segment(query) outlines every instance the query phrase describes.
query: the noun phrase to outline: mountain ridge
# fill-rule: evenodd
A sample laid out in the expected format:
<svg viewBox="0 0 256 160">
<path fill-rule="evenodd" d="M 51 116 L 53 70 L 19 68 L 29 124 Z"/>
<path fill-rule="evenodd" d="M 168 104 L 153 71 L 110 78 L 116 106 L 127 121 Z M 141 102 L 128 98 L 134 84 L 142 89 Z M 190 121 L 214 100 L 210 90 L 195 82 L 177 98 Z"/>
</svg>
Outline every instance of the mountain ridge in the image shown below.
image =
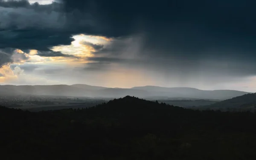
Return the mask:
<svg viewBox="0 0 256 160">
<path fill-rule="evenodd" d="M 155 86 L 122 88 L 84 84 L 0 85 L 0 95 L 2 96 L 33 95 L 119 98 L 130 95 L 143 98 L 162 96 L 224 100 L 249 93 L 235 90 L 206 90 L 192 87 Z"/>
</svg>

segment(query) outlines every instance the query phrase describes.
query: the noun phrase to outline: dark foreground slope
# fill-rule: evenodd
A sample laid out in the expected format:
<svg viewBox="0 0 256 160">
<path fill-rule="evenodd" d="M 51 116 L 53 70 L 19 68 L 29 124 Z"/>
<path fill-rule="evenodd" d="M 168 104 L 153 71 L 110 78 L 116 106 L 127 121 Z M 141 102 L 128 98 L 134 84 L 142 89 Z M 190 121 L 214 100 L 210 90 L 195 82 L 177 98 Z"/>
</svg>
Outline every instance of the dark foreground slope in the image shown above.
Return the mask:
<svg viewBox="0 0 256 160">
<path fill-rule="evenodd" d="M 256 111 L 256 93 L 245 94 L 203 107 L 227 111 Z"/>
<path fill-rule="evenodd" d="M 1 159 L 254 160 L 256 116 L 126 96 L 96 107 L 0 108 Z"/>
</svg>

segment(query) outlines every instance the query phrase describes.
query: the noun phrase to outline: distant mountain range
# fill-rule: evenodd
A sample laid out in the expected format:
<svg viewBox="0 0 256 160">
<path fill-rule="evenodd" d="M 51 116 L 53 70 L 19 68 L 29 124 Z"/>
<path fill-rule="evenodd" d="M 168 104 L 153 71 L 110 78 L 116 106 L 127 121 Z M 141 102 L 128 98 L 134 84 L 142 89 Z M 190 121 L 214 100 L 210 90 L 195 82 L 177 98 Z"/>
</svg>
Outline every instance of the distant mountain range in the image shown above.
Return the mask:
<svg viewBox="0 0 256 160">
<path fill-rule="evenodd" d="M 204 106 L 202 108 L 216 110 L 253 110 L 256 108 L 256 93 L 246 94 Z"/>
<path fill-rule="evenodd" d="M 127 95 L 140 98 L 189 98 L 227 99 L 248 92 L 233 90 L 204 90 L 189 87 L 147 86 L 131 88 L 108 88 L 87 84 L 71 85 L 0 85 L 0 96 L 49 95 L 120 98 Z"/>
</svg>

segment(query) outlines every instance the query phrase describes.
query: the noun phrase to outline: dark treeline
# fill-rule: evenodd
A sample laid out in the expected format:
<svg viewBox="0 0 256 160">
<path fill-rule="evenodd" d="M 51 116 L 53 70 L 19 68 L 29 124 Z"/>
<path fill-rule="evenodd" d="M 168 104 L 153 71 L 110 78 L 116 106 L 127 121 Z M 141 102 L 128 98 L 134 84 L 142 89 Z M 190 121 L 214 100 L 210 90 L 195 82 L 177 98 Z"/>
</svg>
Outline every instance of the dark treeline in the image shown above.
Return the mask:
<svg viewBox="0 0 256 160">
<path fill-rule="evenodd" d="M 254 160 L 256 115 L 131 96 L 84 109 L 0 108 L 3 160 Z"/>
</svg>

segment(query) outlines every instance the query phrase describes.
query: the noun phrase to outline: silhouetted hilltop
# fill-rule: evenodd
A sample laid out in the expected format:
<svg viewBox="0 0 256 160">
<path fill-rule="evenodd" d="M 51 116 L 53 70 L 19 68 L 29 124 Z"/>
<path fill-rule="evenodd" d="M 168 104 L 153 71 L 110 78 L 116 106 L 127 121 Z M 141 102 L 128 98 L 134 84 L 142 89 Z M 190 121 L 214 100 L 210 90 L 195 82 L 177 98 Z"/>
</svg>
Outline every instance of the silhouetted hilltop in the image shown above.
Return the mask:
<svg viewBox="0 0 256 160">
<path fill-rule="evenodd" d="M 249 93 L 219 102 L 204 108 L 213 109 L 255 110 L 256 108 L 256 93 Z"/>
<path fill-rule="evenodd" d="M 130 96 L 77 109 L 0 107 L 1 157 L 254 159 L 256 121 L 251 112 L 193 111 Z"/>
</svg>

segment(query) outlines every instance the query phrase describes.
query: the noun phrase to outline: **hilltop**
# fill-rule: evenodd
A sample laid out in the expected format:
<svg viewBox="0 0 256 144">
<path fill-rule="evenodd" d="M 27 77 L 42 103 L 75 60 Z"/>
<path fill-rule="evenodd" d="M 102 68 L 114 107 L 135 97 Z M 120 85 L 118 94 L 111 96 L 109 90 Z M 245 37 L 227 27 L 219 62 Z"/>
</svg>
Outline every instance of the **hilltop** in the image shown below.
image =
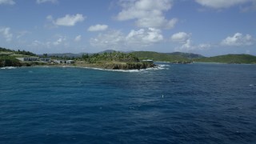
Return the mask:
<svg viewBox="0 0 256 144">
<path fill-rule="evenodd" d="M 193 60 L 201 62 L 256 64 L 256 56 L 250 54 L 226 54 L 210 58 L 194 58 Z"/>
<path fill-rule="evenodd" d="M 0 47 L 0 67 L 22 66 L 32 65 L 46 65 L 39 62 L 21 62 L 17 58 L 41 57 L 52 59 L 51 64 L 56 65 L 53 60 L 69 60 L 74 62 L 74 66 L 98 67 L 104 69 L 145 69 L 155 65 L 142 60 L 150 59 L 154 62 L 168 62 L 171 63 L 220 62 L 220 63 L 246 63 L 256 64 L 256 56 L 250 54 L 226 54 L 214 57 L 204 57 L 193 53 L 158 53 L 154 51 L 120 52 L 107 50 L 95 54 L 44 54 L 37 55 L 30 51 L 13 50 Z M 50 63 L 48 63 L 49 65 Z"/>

================

## Exercise aim:
Gather every line of the material above that contains the string "below". Case counts.

## The output:
Outline every instance of the mountain ridge in the image shown below.
Outline every instance of the **hilltop** in the image shown below.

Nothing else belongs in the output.